■ **Aim of the exercise**: In the lines starting with the one containing "Emit one marker per instance in this form: [(980, 339)]." and going on through the one containing "[(732, 285), (732, 337), (686, 342), (687, 287), (414, 296)]", change "Query" to "Target", keeping everything else the same, and give back only those lines.

■ **Object point labels**:
— Start —

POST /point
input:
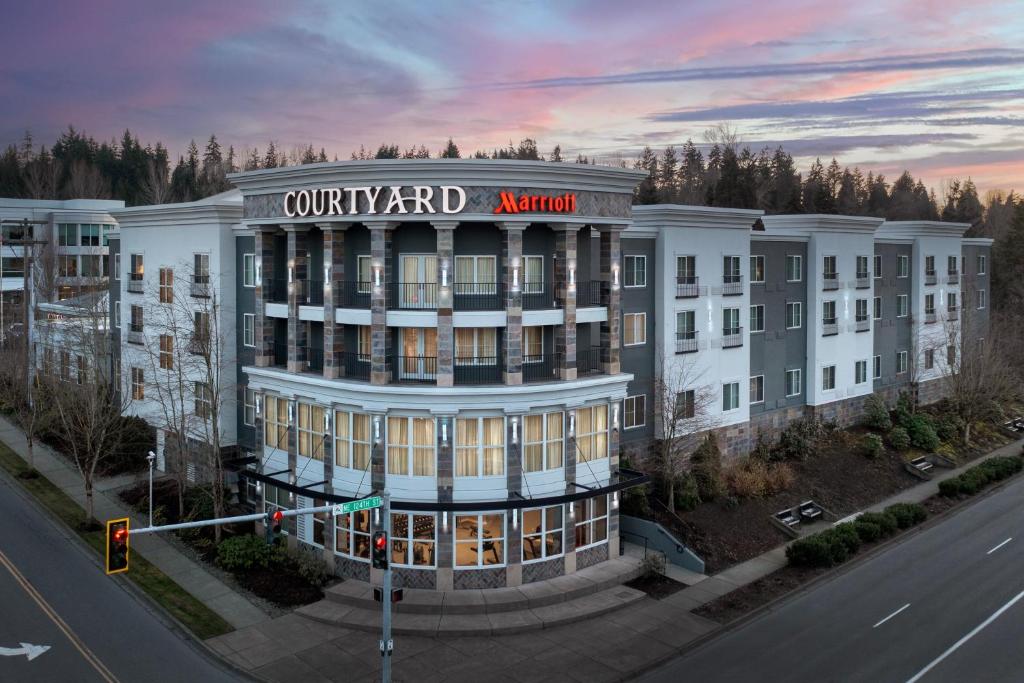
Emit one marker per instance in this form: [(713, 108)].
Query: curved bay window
[(412, 446), (542, 534), (479, 540), (413, 540)]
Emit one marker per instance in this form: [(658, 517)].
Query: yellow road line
[(103, 672)]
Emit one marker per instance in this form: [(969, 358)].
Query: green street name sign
[(356, 506)]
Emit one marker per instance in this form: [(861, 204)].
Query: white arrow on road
[(31, 651)]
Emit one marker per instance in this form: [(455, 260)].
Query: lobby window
[(543, 441), (757, 269), (351, 439), (275, 423), (591, 520), (542, 532), (479, 540), (635, 271), (352, 535), (758, 389), (635, 411), (413, 540), (479, 446), (634, 329), (592, 433), (412, 446)]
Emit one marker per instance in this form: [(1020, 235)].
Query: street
[(945, 605), (54, 594)]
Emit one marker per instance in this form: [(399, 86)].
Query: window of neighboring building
[(758, 389), (479, 540), (634, 411), (542, 532), (636, 271), (634, 329), (543, 441)]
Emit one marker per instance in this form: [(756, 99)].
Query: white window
[(479, 540), (635, 409), (758, 269), (249, 329), (794, 314), (249, 269), (794, 268), (758, 317), (730, 395), (634, 329), (828, 378), (542, 532), (758, 389), (636, 271), (793, 382), (543, 441)]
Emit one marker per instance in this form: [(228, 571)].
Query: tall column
[(513, 274), (334, 278), (264, 285), (445, 275), (565, 294), (611, 297), (298, 275), (380, 337)]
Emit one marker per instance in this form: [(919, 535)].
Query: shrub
[(871, 445), (877, 414), (907, 514), (899, 439)]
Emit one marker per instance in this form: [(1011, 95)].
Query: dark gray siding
[(778, 349)]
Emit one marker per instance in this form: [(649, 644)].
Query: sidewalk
[(610, 647), (236, 609)]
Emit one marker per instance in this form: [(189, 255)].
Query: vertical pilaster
[(264, 285), (445, 274), (512, 273), (611, 297), (565, 276), (380, 339), (298, 262)]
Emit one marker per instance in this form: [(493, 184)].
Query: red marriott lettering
[(536, 203)]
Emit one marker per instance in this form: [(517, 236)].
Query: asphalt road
[(53, 592), (947, 604)]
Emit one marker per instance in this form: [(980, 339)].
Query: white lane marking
[(891, 615), (999, 546), (966, 638)]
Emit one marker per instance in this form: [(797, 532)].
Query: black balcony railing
[(477, 296), (686, 342), (416, 296), (477, 370)]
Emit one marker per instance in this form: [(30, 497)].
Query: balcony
[(732, 285), (732, 337), (686, 342), (687, 287), (414, 296)]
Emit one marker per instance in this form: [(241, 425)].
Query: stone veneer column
[(264, 285), (334, 264), (565, 260), (445, 330), (611, 297), (298, 262), (380, 337), (511, 261), (445, 479)]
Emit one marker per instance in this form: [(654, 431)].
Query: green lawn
[(203, 622)]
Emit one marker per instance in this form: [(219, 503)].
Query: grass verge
[(203, 622)]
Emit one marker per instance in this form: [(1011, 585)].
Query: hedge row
[(836, 545), (979, 476)]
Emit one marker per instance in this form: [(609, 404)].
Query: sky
[(933, 86)]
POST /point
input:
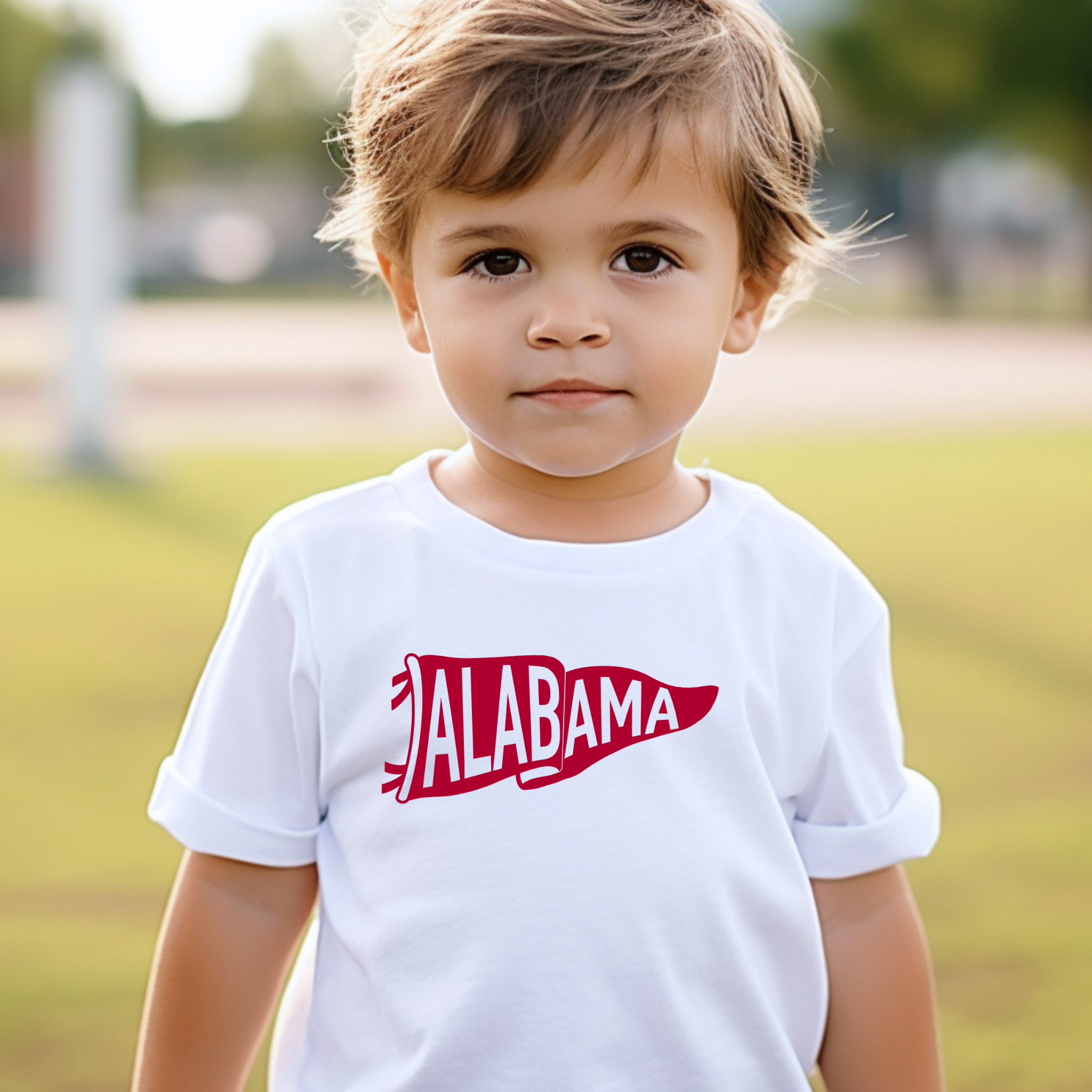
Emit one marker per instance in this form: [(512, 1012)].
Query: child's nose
[(566, 324)]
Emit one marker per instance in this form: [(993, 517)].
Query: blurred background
[(179, 358)]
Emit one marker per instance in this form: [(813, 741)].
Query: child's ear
[(753, 299), (405, 301)]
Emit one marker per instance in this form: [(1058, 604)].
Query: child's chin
[(571, 463)]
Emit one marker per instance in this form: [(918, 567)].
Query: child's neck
[(637, 499)]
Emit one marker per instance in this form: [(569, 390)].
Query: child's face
[(576, 326)]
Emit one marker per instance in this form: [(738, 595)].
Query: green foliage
[(929, 73), (28, 45), (111, 596)]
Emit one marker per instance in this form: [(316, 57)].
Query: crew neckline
[(724, 507)]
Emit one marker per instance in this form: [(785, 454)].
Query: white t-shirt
[(565, 800)]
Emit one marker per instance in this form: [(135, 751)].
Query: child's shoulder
[(781, 549), (765, 521), (341, 513)]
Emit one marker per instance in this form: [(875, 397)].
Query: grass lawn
[(110, 597)]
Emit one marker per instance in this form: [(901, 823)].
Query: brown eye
[(643, 260), (501, 263)]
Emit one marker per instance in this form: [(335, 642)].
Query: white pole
[(84, 163)]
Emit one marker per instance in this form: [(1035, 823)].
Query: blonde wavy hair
[(481, 95)]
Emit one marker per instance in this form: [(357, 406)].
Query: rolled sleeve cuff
[(911, 829), (207, 826)]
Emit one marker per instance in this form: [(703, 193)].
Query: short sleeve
[(243, 781), (863, 809)]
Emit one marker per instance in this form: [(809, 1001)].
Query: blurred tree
[(935, 73), (282, 124), (28, 45), (919, 78)]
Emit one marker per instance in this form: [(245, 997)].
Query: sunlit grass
[(111, 595)]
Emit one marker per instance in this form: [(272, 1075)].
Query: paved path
[(196, 374)]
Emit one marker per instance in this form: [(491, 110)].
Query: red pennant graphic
[(475, 722)]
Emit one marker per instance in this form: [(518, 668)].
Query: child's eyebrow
[(670, 226), (509, 233), (492, 233)]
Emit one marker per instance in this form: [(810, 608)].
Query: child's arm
[(228, 938), (881, 1031)]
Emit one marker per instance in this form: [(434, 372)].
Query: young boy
[(631, 815)]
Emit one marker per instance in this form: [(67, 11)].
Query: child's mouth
[(572, 394)]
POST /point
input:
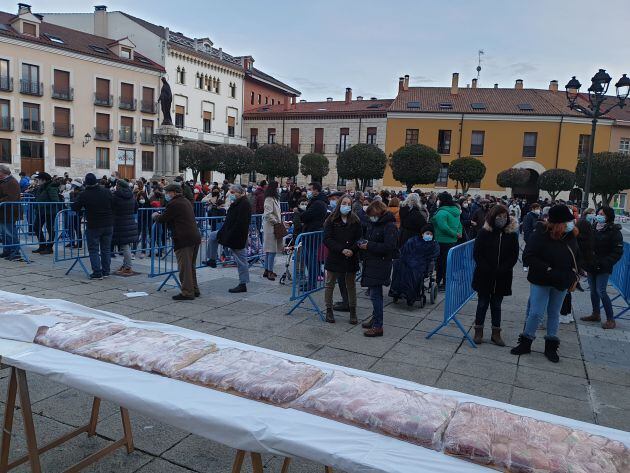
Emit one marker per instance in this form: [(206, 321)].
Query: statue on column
[(166, 100)]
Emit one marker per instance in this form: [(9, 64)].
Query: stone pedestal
[(167, 143)]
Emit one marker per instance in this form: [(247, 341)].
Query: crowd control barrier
[(308, 270), (460, 266)]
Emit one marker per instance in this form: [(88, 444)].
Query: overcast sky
[(323, 46)]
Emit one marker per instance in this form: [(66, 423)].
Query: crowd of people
[(392, 239)]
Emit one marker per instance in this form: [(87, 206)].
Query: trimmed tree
[(465, 171), (232, 160), (555, 181), (610, 174), (513, 177), (415, 164), (314, 165), (361, 162), (276, 160)]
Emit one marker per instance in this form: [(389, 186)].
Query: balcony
[(31, 88), (103, 135), (6, 83), (103, 100), (126, 135), (63, 129), (6, 124), (127, 104), (148, 107), (32, 126), (62, 93)]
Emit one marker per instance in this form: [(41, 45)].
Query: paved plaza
[(590, 383)]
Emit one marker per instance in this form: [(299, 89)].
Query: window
[(147, 161), (584, 144), (62, 155), (5, 151), (411, 136), (442, 180), (476, 143), (207, 122), (529, 144), (102, 158), (444, 141), (371, 136), (179, 116)]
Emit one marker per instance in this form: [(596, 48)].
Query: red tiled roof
[(75, 41)]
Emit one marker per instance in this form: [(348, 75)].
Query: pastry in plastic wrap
[(519, 444), (252, 374), (413, 416), (70, 333), (148, 350)]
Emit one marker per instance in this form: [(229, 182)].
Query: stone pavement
[(590, 383)]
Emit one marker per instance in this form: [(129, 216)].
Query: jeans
[(541, 299), (492, 300), (240, 257), (598, 284), (99, 248), (376, 294)]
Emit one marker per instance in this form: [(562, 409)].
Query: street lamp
[(596, 98)]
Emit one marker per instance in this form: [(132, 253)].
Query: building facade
[(74, 102), (517, 127), (327, 128)]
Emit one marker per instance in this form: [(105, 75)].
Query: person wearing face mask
[(495, 253), (607, 250), (551, 255), (342, 230)]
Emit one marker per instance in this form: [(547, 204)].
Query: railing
[(62, 93), (32, 126), (103, 100), (31, 88), (127, 104)]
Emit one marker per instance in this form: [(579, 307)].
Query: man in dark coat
[(125, 207), (97, 202), (234, 235), (179, 215), (9, 214)]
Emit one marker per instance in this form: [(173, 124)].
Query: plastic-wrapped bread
[(70, 333), (148, 350), (409, 415), (518, 444), (252, 374)]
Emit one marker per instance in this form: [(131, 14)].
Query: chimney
[(454, 83), (100, 21)]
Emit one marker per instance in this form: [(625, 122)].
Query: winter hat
[(560, 214), (90, 179)]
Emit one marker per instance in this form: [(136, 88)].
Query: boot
[(551, 349), (496, 337), (353, 316), (478, 338), (524, 346)]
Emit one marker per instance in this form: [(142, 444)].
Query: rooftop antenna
[(479, 54)]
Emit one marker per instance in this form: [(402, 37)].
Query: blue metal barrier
[(308, 272), (460, 266)]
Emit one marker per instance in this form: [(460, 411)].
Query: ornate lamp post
[(596, 98)]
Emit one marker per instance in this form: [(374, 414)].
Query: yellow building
[(505, 128)]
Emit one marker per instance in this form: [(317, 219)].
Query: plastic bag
[(409, 415), (252, 374)]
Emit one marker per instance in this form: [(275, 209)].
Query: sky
[(321, 47)]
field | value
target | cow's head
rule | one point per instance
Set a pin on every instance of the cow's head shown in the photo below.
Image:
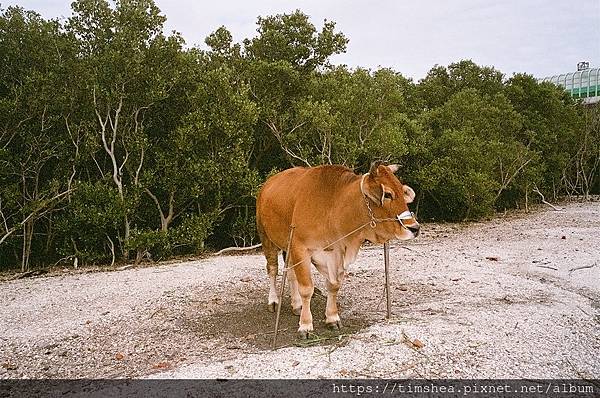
(388, 201)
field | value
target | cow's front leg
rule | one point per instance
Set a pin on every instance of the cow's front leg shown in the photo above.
(305, 289)
(332, 318)
(295, 298)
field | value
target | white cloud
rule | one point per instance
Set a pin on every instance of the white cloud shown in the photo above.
(533, 36)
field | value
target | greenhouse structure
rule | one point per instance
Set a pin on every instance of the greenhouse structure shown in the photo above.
(583, 84)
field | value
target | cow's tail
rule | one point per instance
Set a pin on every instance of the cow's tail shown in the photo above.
(237, 249)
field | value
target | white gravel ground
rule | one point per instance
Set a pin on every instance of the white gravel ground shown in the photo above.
(515, 297)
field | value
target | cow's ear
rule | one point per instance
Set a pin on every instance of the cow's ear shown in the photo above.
(393, 167)
(374, 166)
(409, 194)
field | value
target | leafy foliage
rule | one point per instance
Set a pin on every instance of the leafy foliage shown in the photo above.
(117, 143)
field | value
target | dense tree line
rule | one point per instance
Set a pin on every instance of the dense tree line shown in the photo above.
(118, 143)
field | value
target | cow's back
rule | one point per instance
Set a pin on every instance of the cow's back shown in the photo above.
(303, 197)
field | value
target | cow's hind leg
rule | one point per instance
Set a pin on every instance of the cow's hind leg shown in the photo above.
(271, 251)
(295, 298)
(306, 288)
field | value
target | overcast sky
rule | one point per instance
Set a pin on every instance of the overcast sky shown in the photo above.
(540, 37)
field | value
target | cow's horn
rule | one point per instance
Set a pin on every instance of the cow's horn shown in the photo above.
(374, 166)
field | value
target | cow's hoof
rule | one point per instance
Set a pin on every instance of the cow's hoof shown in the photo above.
(337, 325)
(304, 331)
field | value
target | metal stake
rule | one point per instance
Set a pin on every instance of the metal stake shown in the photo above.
(386, 259)
(284, 276)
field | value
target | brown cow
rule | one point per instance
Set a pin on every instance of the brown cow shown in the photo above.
(333, 212)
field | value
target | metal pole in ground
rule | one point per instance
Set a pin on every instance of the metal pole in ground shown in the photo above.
(283, 278)
(386, 259)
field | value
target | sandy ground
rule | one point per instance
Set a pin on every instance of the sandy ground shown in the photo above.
(517, 296)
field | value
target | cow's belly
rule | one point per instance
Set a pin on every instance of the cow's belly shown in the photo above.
(332, 264)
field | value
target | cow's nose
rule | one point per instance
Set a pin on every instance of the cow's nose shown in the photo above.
(414, 229)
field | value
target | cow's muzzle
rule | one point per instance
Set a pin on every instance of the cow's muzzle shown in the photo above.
(408, 215)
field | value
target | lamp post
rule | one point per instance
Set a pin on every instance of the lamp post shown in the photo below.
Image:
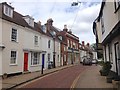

— End —

■ **Finished task**:
Emit one marker per instance in this form: [(980, 339)].
Target: white lane marking
[(891, 615), (999, 546), (966, 638)]
Emit one marker per instance in this form: [(797, 532)].
Target: black balcony railing
[(477, 296), (686, 342), (416, 296), (477, 370)]
Emit one marker per instance in this form: [(30, 497)].
Target: balcony
[(732, 285), (732, 337), (686, 342), (687, 287), (414, 296)]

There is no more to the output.